Task
Reproduce the listing below verbatim, leaving out the pictures.

------------------------------

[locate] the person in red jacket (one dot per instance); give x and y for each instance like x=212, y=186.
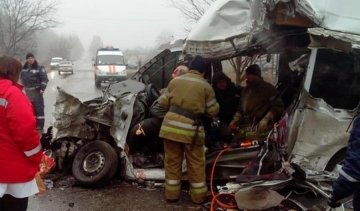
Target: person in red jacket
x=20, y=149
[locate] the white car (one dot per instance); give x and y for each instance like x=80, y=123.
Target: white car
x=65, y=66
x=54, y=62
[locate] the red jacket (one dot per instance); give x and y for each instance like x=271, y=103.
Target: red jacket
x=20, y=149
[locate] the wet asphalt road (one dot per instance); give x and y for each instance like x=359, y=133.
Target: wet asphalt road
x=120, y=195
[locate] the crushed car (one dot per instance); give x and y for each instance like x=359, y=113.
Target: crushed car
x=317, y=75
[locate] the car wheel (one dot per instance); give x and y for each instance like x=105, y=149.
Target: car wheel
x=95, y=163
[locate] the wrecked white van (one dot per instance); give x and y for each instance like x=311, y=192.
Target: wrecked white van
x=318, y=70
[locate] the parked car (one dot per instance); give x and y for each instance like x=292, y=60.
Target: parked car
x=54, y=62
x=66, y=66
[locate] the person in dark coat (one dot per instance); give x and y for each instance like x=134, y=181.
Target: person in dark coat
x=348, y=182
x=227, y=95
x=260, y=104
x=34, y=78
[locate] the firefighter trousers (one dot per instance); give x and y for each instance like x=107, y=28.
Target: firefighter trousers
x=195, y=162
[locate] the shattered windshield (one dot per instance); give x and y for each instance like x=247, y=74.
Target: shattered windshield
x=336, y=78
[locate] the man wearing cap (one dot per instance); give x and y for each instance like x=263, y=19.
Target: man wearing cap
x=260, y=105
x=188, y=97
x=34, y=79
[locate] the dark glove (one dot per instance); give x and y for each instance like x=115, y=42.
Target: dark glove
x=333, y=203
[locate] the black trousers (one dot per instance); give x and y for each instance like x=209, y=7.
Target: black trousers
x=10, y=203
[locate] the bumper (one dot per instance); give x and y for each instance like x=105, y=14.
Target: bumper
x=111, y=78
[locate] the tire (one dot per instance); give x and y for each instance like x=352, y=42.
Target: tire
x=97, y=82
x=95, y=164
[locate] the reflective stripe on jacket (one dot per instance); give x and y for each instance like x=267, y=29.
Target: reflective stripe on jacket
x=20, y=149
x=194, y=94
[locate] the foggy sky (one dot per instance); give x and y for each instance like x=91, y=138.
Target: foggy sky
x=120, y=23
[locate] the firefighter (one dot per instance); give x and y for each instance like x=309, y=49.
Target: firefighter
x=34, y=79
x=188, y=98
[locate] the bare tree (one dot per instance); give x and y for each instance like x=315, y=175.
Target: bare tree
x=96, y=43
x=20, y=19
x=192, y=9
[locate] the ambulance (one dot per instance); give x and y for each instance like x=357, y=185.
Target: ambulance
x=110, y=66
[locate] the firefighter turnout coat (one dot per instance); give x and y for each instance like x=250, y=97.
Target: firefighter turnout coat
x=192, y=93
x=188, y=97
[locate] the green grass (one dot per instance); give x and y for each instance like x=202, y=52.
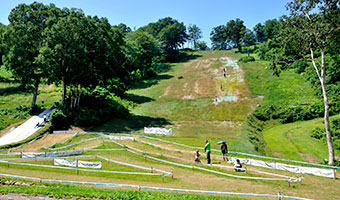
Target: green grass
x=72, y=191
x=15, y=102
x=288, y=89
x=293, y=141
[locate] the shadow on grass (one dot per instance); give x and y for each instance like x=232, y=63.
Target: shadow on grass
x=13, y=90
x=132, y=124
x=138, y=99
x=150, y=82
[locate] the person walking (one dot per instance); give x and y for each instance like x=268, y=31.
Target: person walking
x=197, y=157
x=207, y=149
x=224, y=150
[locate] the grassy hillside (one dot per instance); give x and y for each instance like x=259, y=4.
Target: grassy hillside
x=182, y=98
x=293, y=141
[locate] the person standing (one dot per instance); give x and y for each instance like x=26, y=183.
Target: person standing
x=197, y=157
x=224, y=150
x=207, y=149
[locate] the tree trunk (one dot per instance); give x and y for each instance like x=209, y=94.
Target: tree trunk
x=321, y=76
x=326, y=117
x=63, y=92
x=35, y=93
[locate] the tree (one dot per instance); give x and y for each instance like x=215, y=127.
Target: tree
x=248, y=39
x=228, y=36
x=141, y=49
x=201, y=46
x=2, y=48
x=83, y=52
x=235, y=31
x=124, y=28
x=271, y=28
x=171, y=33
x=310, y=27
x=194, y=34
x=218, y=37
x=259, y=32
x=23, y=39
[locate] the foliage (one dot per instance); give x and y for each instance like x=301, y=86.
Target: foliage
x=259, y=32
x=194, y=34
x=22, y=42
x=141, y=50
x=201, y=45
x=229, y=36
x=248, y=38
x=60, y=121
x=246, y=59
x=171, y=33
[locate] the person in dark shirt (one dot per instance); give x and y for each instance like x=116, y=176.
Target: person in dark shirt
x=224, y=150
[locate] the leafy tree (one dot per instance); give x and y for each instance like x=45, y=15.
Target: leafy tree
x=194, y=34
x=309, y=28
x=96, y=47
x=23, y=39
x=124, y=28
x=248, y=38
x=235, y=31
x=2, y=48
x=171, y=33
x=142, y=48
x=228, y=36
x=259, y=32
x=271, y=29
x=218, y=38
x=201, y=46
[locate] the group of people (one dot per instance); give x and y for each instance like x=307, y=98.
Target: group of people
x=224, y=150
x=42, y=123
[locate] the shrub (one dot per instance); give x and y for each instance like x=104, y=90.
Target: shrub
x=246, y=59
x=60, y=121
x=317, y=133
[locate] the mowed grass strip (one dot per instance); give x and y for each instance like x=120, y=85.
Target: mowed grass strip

------------------------------

Finished exercise
[locate] the person in red jacket (one dot per instance); give x and y for each instance like x=212, y=186.
Target: person in red jacket
x=20, y=149
[locate] the white car (one dot per instance); give x and y for each instance like x=80, y=123.
Target: white car
x=65, y=66
x=54, y=62
[locate] the red jacket (one dot per instance); give x and y for each instance like x=271, y=103.
Target: red jacket
x=20, y=149
[locate] the wet asphalt road (one dot per instance); give x and y for each instance like x=359, y=133.
Target: wet asphalt road
x=120, y=195
[locate] the crushed car (one dot per instance); give x and y for each instance like x=359, y=113.
Target: crushed car
x=317, y=75
[locate] the car wheel (one dot per instance); give x and y for each instance like x=105, y=149.
Target: car wheel
x=95, y=163
[locate] the wrecked white van (one dot per instance); give x and y for each instance like x=311, y=192.
Target: wrecked white van
x=318, y=70
[locate] the parked car (one dot per instance); give x and y for each instance like x=292, y=60.
Target: parked car
x=54, y=62
x=66, y=66
[locate] the person in dark coat (one dot per instance); give x and y for each instance like x=134, y=181.
Target: person in dark coat
x=348, y=182
x=227, y=95
x=260, y=104
x=34, y=78
[locate] the firefighter trousers (one dot per instance); give x and y for each instance like x=107, y=28.
Target: firefighter trousers
x=195, y=162
[locate] the shattered windshield (one dot per instance); give x and y for each instance like x=247, y=74.
Target: shattered windshield
x=336, y=78
[locate] the man wearing cap (one dot per instance); give x and y for each instance like x=263, y=19.
Target: man wearing cap
x=260, y=105
x=188, y=97
x=34, y=79
[locate] the dark glove (one dot per instance); give x and y for each instance like x=115, y=42.
Target: dark glove
x=333, y=203
[locate] the black trousers (one dot per instance); give x and y for each instance like x=209, y=7.
Target: black trousers
x=10, y=203
[locate] the bumper (one dot per instance); give x and y for each instance like x=105, y=14.
Target: bumper
x=111, y=78
[locate] the tire (one dot per instance); give x and y for each instance like x=352, y=42.
Target: tire
x=97, y=82
x=95, y=164
[locate] the reflective stripe on jacket (one dot per instance); give x and y for each instance like x=267, y=29.
Target: reflective stripe on jacket
x=20, y=149
x=194, y=94
[locate] the foggy sky (one dot per instance); give x and y for each instance like x=91, y=138.
Target: foggy sky
x=120, y=23
[locate] the firefighter (one dot per instance); give x and y for each instance like x=309, y=49.
Target: firefighter
x=34, y=79
x=188, y=98
[locate] the bare tree (one dot per instance); give x and y for each instance like x=315, y=175.
Target: bare tree
x=96, y=43
x=20, y=19
x=192, y=9
[locate] the ambulance (one dot per instance); give x and y for each instance like x=357, y=185.
Target: ambulance
x=110, y=66
[locate] the firefighter turnout coat (one dot per instance); give x and y for each instance like x=250, y=97.
Target: firefighter turnout coat
x=192, y=93
x=188, y=97
[locate] the green grass (one dot per instance); give x and y for each instance like x=202, y=52.
Target: green grass
x=72, y=191
x=15, y=102
x=288, y=89
x=293, y=141
[locate] the shadow on grass (one dot per instance); give x and y for each instance like x=232, y=63.
Target: shadow on grass
x=13, y=90
x=132, y=124
x=138, y=99
x=150, y=82
[locate] the person walking (one dot per instance); give x and y for each instance like x=268, y=31.
Target: person walking
x=197, y=157
x=207, y=149
x=224, y=150
[locate] the grassy hillside (one dot per instance); give x and y for each instance like x=259, y=4.
Target: grassy hillside
x=182, y=98
x=293, y=141
[locate] the person standing (one dot per instance); give x and y for each instance like x=26, y=183.
Target: person standing
x=197, y=157
x=224, y=150
x=207, y=149
[locate] the tree trunk (one dot per instance); give x and y for each instance like x=209, y=94.
Target: tree trunk
x=321, y=76
x=326, y=117
x=63, y=92
x=35, y=93
[locate] the tree (one dot per instance); give x and y for each instance like x=215, y=127.
Target: tree
x=248, y=39
x=228, y=36
x=141, y=49
x=201, y=46
x=2, y=48
x=83, y=52
x=235, y=31
x=124, y=28
x=271, y=28
x=171, y=33
x=310, y=27
x=194, y=34
x=218, y=37
x=259, y=32
x=23, y=39
[locate] the foliage (one dot per instance); give x and y for each instance like x=301, y=86.
Target: foliage
x=259, y=32
x=194, y=34
x=22, y=42
x=141, y=50
x=201, y=45
x=229, y=36
x=248, y=38
x=60, y=121
x=246, y=59
x=171, y=33
[locate] the person in dark shirt (one dot per instance); give x and y for each instance like x=116, y=176.
Target: person in dark shirt
x=224, y=150
[locate] the leafy tree (one dot per instance); give x and y for each instance like x=45, y=15.
Target: leafy tree
x=194, y=34
x=309, y=28
x=96, y=47
x=23, y=39
x=124, y=28
x=248, y=38
x=235, y=31
x=2, y=48
x=171, y=33
x=142, y=48
x=228, y=36
x=259, y=32
x=271, y=29
x=218, y=38
x=201, y=46
[locate] the group of people (one dot per instance); give x and y for each instance like x=307, y=98.
Target: group of people
x=224, y=150
x=42, y=123
[locate] the shrub (one dot per instance); give x and y for each instance like x=104, y=90.
Target: shrub
x=246, y=59
x=60, y=121
x=317, y=133
[locate] the mowed grass strip (one dot per instance); give x and y for each instance like x=120, y=85.
Target: mowed grass strip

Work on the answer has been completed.